-- Records for processing --
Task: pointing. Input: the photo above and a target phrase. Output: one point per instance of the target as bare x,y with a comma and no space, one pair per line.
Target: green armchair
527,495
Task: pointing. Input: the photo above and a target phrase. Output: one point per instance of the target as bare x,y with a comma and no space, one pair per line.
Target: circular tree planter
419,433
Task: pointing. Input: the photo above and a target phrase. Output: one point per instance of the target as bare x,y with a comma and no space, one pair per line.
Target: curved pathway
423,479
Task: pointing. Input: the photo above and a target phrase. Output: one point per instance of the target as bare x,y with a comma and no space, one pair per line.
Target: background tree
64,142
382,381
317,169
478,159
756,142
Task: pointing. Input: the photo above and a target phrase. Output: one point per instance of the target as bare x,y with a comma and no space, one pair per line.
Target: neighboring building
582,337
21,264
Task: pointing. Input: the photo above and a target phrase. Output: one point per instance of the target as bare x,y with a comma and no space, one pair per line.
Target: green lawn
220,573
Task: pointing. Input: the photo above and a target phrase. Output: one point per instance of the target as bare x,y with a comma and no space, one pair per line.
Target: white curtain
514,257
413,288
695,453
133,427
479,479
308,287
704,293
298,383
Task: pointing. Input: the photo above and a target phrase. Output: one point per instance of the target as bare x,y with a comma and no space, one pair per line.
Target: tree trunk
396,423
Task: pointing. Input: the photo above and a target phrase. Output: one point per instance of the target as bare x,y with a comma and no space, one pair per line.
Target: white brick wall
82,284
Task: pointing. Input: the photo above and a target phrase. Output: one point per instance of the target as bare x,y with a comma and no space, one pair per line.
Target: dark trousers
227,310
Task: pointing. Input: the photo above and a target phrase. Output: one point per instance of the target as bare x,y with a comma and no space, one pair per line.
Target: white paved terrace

-- Stated task --
Every entry above needs to be quoted exactly.

-- Exercise result --
Task: pointing. Input: the photo above and a target phrase. Output: one point per instance of the target as bare x,y with a comma and no space, one pair per line.
Target: green armchair
527,495
Task: pointing. Input: the photo above and a target phrase. Output: one point per instance of the target as bare x,y with a comma and no space, one pair per line.
Target: circular tree planter
419,433
Task: pointing. Input: the photo above and a target phrase. Output: one point per instance of the target as bare x,y with a comma and no space, one pair per line.
Target: curved pathway
423,479
Task: pointing. Input: the photo above and a target phrase. Output: one point per instance of the target as bare x,y with a comma and no space, one pair per line.
Target: background tree
64,142
382,381
317,169
478,159
756,142
Task: pointing. Input: the photo above and a target phrase. Output: one point per instance of the target as bare x,y with a comma and no space, one pair per line.
Target: neighboring building
582,337
21,264
Task: pointing. Input: the photo above and a target phrase. Output: one point per instance of the target as bare x,y with a comma and no space, one pair per line.
Target: green lawn
220,573
Task: pointing. Input: the photo above and a target phrase. Output: one point per instance of the target as bare x,y with a comma and no space, one pair per line.
Target: white curtain
514,257
413,288
695,453
133,427
479,479
308,287
704,293
298,383
Task: pointing. Input: the photo above and a target phrase. Output: one point per instance of the target as bare x,y with a comma and no space, one pair per line.
Target: tree trunk
396,423
Task: pointing. Input: the photo above and a target phrase. Output: one point per instance of the target as bare x,y with a comma and no space, one pair per line.
Target: white brick wall
82,284
Task: pointing. Input: the photo above and a target phrase. Output: one point per instance of the target as bare x,y with a comma and no space, one pair per line.
Target: dark trousers
227,310
Task: pointing. Input: the photo above and a target phrase. Output: one point per instance of the target as bare x,y with a comma and no space, one pair per line.
Target: white paved terrace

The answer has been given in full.